Check each line of the data, and copy those where "below" appears.

┌──

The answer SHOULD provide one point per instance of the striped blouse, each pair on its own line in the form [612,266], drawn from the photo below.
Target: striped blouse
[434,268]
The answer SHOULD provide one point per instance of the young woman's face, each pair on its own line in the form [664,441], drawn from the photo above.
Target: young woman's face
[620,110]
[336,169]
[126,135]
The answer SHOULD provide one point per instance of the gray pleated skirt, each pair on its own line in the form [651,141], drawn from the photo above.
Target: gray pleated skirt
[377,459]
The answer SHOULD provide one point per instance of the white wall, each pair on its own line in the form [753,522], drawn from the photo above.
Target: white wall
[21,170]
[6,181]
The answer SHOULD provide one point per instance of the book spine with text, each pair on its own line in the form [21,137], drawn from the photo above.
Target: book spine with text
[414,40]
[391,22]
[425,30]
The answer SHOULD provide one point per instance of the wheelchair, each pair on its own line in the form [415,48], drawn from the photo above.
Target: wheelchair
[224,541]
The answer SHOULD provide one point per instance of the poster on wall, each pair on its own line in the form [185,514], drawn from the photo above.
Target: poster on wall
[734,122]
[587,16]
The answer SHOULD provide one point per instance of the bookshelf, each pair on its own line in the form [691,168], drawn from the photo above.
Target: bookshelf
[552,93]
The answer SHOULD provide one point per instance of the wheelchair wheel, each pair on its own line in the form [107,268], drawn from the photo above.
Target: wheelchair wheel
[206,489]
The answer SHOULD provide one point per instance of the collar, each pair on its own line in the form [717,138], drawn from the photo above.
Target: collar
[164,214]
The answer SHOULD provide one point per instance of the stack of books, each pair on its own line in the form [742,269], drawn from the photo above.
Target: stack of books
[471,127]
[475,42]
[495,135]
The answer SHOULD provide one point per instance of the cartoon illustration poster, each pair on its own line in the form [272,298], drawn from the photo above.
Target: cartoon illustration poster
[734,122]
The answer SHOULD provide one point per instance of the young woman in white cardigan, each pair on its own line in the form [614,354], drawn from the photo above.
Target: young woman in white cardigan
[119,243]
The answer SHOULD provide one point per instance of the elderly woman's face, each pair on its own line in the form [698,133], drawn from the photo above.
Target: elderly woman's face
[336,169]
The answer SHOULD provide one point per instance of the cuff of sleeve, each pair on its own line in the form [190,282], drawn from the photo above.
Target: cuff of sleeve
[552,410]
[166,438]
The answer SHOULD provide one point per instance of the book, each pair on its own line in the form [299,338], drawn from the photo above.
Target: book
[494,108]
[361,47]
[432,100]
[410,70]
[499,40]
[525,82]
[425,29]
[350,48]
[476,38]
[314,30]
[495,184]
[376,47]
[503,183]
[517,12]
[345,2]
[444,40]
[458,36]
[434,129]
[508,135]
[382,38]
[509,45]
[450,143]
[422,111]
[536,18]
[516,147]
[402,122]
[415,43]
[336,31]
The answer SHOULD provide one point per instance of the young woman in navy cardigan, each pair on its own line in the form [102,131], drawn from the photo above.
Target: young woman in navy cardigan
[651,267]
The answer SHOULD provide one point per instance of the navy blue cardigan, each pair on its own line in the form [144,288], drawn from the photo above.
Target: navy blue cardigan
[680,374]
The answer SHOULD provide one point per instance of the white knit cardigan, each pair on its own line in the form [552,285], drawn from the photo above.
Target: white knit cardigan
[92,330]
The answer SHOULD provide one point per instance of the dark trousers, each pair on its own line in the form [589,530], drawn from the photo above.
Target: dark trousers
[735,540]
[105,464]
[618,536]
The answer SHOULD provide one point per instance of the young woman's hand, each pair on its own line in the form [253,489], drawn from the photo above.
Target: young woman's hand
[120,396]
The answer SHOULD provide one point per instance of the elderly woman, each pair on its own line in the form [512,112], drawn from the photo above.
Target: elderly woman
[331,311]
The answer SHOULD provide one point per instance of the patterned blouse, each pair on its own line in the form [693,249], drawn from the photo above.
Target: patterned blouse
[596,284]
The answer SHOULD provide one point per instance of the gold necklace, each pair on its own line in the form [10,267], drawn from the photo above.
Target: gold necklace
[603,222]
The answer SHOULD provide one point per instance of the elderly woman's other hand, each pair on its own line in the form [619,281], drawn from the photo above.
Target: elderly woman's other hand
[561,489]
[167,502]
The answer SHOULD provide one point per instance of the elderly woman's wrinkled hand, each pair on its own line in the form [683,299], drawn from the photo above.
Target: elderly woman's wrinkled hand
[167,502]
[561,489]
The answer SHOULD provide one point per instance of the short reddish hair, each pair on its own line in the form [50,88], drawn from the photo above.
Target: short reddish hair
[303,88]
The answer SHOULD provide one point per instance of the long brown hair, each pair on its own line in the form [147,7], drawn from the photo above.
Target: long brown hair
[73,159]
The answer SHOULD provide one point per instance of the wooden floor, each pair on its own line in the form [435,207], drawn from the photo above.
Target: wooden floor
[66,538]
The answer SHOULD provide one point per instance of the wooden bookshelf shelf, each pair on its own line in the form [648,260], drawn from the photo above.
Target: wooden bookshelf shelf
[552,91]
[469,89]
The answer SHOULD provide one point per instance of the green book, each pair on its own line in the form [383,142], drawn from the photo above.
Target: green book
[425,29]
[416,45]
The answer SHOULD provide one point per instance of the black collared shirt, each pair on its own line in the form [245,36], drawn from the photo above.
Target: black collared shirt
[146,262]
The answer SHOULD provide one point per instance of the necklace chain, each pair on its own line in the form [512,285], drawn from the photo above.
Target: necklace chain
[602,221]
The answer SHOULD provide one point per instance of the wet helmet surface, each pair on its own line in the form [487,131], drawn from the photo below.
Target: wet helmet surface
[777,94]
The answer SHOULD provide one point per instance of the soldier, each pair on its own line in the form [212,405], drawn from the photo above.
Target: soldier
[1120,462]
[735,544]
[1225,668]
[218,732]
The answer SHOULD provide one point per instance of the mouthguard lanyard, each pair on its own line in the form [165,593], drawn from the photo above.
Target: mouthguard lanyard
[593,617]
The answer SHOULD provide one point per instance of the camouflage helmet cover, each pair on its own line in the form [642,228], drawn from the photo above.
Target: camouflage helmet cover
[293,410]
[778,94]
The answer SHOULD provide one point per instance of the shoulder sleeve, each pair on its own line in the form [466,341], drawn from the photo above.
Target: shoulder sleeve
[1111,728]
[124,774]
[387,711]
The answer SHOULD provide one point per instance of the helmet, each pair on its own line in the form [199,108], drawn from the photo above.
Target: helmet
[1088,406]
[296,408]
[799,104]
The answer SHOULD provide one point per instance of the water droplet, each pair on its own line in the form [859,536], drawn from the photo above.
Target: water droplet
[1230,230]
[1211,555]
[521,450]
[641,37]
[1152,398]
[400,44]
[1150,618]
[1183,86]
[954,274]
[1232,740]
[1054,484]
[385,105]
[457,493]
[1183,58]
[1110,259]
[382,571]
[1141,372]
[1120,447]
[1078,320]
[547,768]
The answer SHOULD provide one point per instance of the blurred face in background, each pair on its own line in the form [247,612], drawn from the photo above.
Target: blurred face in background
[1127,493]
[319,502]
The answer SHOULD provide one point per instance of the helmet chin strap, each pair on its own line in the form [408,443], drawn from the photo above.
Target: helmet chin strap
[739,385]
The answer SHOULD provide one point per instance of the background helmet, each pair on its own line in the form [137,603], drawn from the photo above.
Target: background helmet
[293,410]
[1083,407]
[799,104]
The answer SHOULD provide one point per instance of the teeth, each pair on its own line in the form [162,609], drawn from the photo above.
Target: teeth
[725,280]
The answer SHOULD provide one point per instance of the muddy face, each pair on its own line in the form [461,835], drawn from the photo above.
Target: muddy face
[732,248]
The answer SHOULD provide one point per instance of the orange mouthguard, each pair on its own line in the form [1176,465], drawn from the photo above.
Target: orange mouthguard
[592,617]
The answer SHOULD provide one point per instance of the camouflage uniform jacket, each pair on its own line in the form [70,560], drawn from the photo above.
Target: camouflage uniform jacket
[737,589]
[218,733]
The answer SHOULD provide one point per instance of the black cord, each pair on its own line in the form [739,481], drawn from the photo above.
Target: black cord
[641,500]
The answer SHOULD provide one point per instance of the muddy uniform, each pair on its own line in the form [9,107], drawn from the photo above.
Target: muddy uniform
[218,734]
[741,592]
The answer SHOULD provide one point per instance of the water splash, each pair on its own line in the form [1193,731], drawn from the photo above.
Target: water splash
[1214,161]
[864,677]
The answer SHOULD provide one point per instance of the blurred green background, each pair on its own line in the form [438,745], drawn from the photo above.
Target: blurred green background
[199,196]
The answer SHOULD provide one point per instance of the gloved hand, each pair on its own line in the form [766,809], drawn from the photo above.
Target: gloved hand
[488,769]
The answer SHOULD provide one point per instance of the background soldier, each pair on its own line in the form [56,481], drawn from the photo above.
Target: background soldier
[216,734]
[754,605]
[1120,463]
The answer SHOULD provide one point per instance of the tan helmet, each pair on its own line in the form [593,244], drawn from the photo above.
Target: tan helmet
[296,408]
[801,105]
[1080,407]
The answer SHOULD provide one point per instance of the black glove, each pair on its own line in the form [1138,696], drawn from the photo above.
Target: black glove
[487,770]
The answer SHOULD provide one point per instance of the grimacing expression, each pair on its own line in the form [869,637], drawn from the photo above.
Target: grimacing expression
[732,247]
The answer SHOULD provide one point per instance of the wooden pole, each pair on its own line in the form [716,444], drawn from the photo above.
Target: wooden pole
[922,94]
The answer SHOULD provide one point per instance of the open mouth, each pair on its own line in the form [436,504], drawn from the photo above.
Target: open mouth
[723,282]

└──

_Solution for this exercise_:
The answer SHOULD provide one point per instance of the striped blouse, each pair on its own line in the form [612,266], drawn from the photo below.
The answer SHOULD provide one point per instance of the wet helmet surface, each pair on its own line in the form [487,131], drawn from the photo below.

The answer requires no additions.